HOW TO COMPLETE THIS TASK -> Copy every line of the records that includes the word "each".

Collected data entries
# # #

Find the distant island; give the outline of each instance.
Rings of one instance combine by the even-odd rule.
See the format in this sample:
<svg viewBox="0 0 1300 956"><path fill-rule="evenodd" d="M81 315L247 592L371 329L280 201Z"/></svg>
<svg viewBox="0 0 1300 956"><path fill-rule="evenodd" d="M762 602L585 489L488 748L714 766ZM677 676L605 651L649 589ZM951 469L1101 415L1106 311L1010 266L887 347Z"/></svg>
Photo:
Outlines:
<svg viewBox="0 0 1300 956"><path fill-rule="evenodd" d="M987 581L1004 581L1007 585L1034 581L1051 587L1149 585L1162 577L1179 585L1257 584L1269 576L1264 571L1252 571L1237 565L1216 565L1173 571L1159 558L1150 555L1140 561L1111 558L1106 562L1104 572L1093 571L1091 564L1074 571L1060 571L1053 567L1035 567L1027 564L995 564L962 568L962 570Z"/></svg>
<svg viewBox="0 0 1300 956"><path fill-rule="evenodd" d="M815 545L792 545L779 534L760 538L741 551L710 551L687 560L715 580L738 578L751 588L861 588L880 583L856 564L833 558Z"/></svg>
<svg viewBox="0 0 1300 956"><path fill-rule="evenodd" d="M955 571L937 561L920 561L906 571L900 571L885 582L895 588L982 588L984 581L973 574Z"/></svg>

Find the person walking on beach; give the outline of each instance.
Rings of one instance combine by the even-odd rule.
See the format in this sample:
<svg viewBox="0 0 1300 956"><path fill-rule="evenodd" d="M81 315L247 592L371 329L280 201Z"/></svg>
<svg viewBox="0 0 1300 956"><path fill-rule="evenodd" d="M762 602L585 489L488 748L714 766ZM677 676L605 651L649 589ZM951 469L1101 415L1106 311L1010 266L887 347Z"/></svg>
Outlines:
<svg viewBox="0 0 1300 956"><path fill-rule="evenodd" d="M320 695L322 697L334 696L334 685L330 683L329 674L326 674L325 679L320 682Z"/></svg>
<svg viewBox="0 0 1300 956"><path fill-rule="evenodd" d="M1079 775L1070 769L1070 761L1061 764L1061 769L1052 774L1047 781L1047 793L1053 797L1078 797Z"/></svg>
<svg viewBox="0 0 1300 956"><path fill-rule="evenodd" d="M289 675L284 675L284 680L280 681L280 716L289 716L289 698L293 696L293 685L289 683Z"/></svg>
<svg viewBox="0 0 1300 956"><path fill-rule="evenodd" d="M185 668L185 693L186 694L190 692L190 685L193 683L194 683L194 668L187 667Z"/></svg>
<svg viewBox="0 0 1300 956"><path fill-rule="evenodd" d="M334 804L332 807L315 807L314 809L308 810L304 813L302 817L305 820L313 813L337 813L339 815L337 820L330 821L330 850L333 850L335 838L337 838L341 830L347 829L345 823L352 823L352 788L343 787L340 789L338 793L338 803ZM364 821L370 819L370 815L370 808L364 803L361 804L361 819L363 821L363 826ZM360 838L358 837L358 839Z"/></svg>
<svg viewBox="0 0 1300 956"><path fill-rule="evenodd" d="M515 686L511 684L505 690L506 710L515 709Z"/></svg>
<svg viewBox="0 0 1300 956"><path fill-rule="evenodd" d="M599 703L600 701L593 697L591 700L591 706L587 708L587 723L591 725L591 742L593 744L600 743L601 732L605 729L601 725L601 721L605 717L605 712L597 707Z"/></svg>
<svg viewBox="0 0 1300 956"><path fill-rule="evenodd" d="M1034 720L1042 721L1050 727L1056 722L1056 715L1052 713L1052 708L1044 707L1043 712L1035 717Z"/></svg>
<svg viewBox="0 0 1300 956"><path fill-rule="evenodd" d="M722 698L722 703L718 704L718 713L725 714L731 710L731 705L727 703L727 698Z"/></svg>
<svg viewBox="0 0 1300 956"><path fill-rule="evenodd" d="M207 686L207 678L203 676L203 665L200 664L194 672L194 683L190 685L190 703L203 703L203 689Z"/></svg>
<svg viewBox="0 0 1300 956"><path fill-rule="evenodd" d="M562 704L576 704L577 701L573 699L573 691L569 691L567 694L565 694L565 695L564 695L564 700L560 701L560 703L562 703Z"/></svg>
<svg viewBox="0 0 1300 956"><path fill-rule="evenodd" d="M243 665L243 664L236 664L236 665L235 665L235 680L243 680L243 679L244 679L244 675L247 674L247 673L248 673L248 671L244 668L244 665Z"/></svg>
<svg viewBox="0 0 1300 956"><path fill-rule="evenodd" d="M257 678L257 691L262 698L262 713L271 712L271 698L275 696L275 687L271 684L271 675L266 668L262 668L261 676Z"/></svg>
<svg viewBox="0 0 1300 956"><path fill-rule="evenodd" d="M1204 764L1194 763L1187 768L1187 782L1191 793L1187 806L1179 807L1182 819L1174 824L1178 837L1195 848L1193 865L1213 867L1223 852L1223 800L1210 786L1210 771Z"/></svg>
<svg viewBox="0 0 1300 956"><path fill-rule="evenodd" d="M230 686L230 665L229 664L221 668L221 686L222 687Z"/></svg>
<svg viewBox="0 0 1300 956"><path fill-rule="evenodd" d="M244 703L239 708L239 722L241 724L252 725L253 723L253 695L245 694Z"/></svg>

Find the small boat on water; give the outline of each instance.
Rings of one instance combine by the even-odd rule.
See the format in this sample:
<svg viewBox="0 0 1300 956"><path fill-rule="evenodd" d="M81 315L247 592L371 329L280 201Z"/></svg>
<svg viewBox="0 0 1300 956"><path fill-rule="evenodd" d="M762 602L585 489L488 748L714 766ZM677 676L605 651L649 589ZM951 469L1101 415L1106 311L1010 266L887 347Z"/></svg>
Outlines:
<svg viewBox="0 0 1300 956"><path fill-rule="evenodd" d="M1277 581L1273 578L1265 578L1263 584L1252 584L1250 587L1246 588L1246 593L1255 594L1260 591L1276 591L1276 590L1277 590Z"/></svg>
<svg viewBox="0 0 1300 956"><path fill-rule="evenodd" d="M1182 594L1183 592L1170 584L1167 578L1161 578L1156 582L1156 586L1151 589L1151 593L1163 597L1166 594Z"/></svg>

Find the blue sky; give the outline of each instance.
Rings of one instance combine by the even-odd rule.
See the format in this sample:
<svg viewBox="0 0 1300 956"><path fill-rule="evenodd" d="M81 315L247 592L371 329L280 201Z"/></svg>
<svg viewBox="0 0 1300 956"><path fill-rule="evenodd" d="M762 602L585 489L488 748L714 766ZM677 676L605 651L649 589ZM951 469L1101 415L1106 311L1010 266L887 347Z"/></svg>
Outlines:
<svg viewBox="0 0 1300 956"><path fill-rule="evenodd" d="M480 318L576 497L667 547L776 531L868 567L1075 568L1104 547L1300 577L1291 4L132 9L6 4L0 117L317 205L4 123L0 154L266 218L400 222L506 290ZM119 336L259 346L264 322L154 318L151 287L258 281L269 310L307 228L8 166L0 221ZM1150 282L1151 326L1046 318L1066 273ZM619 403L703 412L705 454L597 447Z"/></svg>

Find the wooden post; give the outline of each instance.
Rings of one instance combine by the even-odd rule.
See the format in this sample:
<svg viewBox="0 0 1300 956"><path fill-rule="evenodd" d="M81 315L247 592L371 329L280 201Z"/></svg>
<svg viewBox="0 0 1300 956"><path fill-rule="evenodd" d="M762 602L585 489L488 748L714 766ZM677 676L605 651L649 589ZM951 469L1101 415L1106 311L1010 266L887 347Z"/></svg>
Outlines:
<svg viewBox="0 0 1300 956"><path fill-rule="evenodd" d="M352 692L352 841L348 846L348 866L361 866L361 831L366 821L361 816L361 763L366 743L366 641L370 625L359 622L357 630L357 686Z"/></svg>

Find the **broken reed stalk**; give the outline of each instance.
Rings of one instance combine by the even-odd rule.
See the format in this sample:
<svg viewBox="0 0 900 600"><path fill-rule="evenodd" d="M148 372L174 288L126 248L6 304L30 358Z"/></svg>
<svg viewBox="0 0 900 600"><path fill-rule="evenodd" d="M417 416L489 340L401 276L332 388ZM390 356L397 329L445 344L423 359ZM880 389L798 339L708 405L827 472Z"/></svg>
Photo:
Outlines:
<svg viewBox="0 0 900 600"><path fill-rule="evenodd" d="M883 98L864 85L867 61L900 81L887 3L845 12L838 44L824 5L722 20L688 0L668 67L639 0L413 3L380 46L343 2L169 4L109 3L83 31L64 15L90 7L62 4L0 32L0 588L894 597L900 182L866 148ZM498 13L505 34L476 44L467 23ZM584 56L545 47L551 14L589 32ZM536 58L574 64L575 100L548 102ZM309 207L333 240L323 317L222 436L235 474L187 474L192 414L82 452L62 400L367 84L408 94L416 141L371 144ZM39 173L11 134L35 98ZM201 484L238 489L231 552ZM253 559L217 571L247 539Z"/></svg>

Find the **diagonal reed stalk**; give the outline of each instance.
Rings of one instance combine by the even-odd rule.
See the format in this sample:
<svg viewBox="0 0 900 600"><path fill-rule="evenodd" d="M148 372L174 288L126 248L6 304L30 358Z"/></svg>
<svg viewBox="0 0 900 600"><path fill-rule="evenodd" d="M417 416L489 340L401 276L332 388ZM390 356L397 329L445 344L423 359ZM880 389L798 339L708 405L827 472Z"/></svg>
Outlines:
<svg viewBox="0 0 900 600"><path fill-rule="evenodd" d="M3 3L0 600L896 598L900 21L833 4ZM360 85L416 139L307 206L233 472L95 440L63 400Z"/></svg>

# # #

SOLUTION TO THE EXERCISE ->
Find the distant island; give the outline of each instance.
Find the person walking on beach; give the outline of each instance.
Find the small boat on water; give the outline of each instance.
Find the blue sky; give the outline of each instance.
Find the wooden post; give the outline of each instance.
Find the **broken reed stalk**; give the outline of each instance.
Find the **diagonal reed stalk**; give the outline of each instance.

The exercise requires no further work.